(Named region outline records)
=======
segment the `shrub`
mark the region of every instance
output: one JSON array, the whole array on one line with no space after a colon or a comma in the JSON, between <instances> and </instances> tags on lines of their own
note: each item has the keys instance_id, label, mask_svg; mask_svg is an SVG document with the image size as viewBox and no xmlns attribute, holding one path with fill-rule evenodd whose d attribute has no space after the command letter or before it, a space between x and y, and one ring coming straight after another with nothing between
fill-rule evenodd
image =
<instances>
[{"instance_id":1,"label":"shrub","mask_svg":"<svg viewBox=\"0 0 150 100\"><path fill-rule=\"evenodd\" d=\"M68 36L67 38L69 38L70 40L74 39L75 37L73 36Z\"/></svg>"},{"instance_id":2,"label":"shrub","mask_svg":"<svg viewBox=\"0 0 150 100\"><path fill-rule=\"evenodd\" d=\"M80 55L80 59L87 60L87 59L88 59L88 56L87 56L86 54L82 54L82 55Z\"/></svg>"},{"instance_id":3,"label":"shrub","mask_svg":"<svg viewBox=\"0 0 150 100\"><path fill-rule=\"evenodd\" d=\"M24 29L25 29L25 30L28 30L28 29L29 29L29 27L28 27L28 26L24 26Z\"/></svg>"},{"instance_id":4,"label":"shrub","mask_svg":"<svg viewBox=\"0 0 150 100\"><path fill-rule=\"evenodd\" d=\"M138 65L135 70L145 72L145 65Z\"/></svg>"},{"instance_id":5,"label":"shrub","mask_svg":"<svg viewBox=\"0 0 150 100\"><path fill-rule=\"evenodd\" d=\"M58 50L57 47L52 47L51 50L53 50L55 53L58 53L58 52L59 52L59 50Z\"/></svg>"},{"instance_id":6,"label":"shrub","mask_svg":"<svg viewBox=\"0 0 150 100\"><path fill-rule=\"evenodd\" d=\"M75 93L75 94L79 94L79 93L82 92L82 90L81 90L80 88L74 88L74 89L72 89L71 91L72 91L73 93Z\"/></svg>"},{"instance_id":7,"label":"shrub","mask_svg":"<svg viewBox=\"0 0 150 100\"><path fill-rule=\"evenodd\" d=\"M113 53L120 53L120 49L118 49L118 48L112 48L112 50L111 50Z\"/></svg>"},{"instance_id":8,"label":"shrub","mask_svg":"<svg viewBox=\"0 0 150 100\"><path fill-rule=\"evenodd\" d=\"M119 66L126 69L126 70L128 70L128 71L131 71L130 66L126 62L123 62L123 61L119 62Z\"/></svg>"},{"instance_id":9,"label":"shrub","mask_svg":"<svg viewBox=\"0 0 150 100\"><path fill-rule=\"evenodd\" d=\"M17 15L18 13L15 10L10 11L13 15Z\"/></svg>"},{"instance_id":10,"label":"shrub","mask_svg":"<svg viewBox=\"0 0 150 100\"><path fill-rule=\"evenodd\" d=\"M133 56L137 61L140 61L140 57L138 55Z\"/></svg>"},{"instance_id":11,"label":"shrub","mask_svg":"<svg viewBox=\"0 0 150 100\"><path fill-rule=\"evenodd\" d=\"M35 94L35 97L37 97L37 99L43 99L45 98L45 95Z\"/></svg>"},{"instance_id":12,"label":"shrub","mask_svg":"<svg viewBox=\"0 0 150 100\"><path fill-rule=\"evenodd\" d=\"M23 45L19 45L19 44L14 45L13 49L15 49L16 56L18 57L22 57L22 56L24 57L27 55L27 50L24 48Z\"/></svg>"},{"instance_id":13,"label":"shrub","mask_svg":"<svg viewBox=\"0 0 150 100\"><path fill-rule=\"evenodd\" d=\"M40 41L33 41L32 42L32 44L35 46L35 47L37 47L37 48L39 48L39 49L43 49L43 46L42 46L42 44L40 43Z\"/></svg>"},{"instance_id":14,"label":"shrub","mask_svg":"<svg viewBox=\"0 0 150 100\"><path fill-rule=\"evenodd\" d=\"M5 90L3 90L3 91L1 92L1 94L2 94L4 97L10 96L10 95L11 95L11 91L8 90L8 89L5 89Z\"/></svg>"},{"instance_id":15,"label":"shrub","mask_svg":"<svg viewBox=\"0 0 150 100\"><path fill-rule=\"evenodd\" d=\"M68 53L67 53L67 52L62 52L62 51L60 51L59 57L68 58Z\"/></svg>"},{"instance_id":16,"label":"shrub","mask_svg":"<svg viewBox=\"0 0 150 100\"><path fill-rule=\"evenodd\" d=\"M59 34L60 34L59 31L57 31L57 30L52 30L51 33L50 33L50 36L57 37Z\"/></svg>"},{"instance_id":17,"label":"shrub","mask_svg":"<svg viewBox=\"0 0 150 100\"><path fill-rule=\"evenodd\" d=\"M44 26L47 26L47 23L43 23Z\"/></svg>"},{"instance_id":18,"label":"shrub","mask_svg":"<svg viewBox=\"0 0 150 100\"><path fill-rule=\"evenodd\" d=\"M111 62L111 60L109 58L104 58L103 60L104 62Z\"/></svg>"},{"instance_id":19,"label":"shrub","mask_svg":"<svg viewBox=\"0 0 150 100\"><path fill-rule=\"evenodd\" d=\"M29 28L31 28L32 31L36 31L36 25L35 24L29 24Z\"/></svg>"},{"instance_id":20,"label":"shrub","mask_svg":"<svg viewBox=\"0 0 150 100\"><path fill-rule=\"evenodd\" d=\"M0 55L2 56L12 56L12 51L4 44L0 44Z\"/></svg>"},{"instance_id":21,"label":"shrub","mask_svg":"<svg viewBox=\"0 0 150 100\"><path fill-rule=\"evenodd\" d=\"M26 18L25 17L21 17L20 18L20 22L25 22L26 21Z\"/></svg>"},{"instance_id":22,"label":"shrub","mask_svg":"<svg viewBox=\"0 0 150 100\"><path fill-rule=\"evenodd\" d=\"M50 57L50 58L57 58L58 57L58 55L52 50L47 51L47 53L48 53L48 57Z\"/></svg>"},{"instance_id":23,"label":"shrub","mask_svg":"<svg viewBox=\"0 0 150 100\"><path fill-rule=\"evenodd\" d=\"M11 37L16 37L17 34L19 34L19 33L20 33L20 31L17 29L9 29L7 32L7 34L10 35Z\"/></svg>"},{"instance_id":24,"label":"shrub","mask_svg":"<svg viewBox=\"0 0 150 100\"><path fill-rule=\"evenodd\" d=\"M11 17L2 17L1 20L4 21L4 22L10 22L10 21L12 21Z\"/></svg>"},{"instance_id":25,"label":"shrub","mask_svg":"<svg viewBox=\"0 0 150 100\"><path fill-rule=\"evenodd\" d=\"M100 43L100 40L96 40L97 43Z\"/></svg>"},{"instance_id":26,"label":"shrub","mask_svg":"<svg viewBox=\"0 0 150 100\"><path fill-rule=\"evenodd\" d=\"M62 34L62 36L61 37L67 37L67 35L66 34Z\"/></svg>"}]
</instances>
=======
■ **WHAT IS NEEDED**
Pull every line of the records above and reproduce each one unchanged.

■ **THE ANSWER**
segment the `shrub`
mark the region of every instance
output: one JSON array, the whole array on one line with no space after a colon or a comma in the JSON, between <instances> and </instances> tags on lines of their own
note: each item has the keys instance_id, label, mask_svg; mask_svg is an SVG document with the image size as viewBox and no xmlns attribute, holding one path with fill-rule evenodd whose d attribute has no space after the command letter or before it, a space between x and y, and one ring coming straight after another with nothing between
fill-rule evenodd
image =
<instances>
[{"instance_id":1,"label":"shrub","mask_svg":"<svg viewBox=\"0 0 150 100\"><path fill-rule=\"evenodd\" d=\"M68 36L67 38L69 38L70 40L74 39L75 37L73 36Z\"/></svg>"},{"instance_id":2,"label":"shrub","mask_svg":"<svg viewBox=\"0 0 150 100\"><path fill-rule=\"evenodd\" d=\"M80 55L80 59L87 60L87 59L88 59L88 56L87 56L86 54L82 54L82 55Z\"/></svg>"},{"instance_id":3,"label":"shrub","mask_svg":"<svg viewBox=\"0 0 150 100\"><path fill-rule=\"evenodd\" d=\"M24 29L25 29L25 30L28 30L28 29L29 29L29 27L28 27L28 26L24 26Z\"/></svg>"},{"instance_id":4,"label":"shrub","mask_svg":"<svg viewBox=\"0 0 150 100\"><path fill-rule=\"evenodd\" d=\"M138 65L135 70L145 72L145 65Z\"/></svg>"},{"instance_id":5,"label":"shrub","mask_svg":"<svg viewBox=\"0 0 150 100\"><path fill-rule=\"evenodd\" d=\"M58 50L57 47L52 47L51 50L53 50L55 53L58 53L58 52L59 52L59 50Z\"/></svg>"},{"instance_id":6,"label":"shrub","mask_svg":"<svg viewBox=\"0 0 150 100\"><path fill-rule=\"evenodd\" d=\"M75 93L75 94L79 94L79 93L82 92L82 90L81 90L80 88L74 88L74 89L72 89L71 91L72 91L73 93Z\"/></svg>"},{"instance_id":7,"label":"shrub","mask_svg":"<svg viewBox=\"0 0 150 100\"><path fill-rule=\"evenodd\" d=\"M113 53L120 53L120 49L118 49L118 48L112 48L112 50L111 50Z\"/></svg>"},{"instance_id":8,"label":"shrub","mask_svg":"<svg viewBox=\"0 0 150 100\"><path fill-rule=\"evenodd\" d=\"M119 66L126 69L126 70L128 70L128 71L131 71L130 66L126 62L123 62L123 61L119 62Z\"/></svg>"},{"instance_id":9,"label":"shrub","mask_svg":"<svg viewBox=\"0 0 150 100\"><path fill-rule=\"evenodd\" d=\"M17 15L18 13L15 10L10 11L13 15Z\"/></svg>"},{"instance_id":10,"label":"shrub","mask_svg":"<svg viewBox=\"0 0 150 100\"><path fill-rule=\"evenodd\" d=\"M133 56L137 61L140 61L140 57L138 55Z\"/></svg>"},{"instance_id":11,"label":"shrub","mask_svg":"<svg viewBox=\"0 0 150 100\"><path fill-rule=\"evenodd\" d=\"M35 94L35 97L37 97L37 99L43 99L45 98L45 95Z\"/></svg>"},{"instance_id":12,"label":"shrub","mask_svg":"<svg viewBox=\"0 0 150 100\"><path fill-rule=\"evenodd\" d=\"M23 45L19 45L19 44L14 45L13 49L15 49L16 56L18 57L22 57L22 56L24 57L27 55L27 50L24 48Z\"/></svg>"},{"instance_id":13,"label":"shrub","mask_svg":"<svg viewBox=\"0 0 150 100\"><path fill-rule=\"evenodd\" d=\"M40 41L33 41L32 42L32 44L35 46L35 47L37 47L37 48L39 48L39 49L43 49L43 46L42 46L42 44L40 43Z\"/></svg>"},{"instance_id":14,"label":"shrub","mask_svg":"<svg viewBox=\"0 0 150 100\"><path fill-rule=\"evenodd\" d=\"M5 90L3 90L3 91L1 92L1 94L2 94L4 97L10 96L10 95L11 95L11 91L8 90L8 89L5 89Z\"/></svg>"},{"instance_id":15,"label":"shrub","mask_svg":"<svg viewBox=\"0 0 150 100\"><path fill-rule=\"evenodd\" d=\"M68 53L67 53L67 52L62 52L62 51L60 51L59 57L68 58Z\"/></svg>"},{"instance_id":16,"label":"shrub","mask_svg":"<svg viewBox=\"0 0 150 100\"><path fill-rule=\"evenodd\" d=\"M59 34L60 34L59 31L57 31L57 30L52 30L51 33L50 33L50 36L57 37Z\"/></svg>"},{"instance_id":17,"label":"shrub","mask_svg":"<svg viewBox=\"0 0 150 100\"><path fill-rule=\"evenodd\" d=\"M44 26L47 26L47 23L43 23Z\"/></svg>"},{"instance_id":18,"label":"shrub","mask_svg":"<svg viewBox=\"0 0 150 100\"><path fill-rule=\"evenodd\" d=\"M111 62L111 60L109 58L104 58L103 60L104 62Z\"/></svg>"},{"instance_id":19,"label":"shrub","mask_svg":"<svg viewBox=\"0 0 150 100\"><path fill-rule=\"evenodd\" d=\"M29 28L31 28L32 31L36 31L36 25L35 24L29 24Z\"/></svg>"},{"instance_id":20,"label":"shrub","mask_svg":"<svg viewBox=\"0 0 150 100\"><path fill-rule=\"evenodd\" d=\"M0 55L2 56L12 56L12 51L4 44L0 44Z\"/></svg>"},{"instance_id":21,"label":"shrub","mask_svg":"<svg viewBox=\"0 0 150 100\"><path fill-rule=\"evenodd\" d=\"M26 18L25 17L21 17L20 18L20 22L25 22L26 21Z\"/></svg>"},{"instance_id":22,"label":"shrub","mask_svg":"<svg viewBox=\"0 0 150 100\"><path fill-rule=\"evenodd\" d=\"M50 57L50 58L57 58L58 57L58 55L52 50L47 51L47 53L48 53L48 57Z\"/></svg>"},{"instance_id":23,"label":"shrub","mask_svg":"<svg viewBox=\"0 0 150 100\"><path fill-rule=\"evenodd\" d=\"M11 37L16 37L17 34L19 34L19 33L20 33L20 31L17 29L9 29L7 32L7 34L10 35Z\"/></svg>"},{"instance_id":24,"label":"shrub","mask_svg":"<svg viewBox=\"0 0 150 100\"><path fill-rule=\"evenodd\" d=\"M11 17L2 17L1 20L4 21L4 22L10 22L10 21L12 21Z\"/></svg>"},{"instance_id":25,"label":"shrub","mask_svg":"<svg viewBox=\"0 0 150 100\"><path fill-rule=\"evenodd\" d=\"M100 43L100 40L96 40L97 43Z\"/></svg>"},{"instance_id":26,"label":"shrub","mask_svg":"<svg viewBox=\"0 0 150 100\"><path fill-rule=\"evenodd\" d=\"M62 34L62 36L61 37L67 37L67 35L66 34Z\"/></svg>"}]
</instances>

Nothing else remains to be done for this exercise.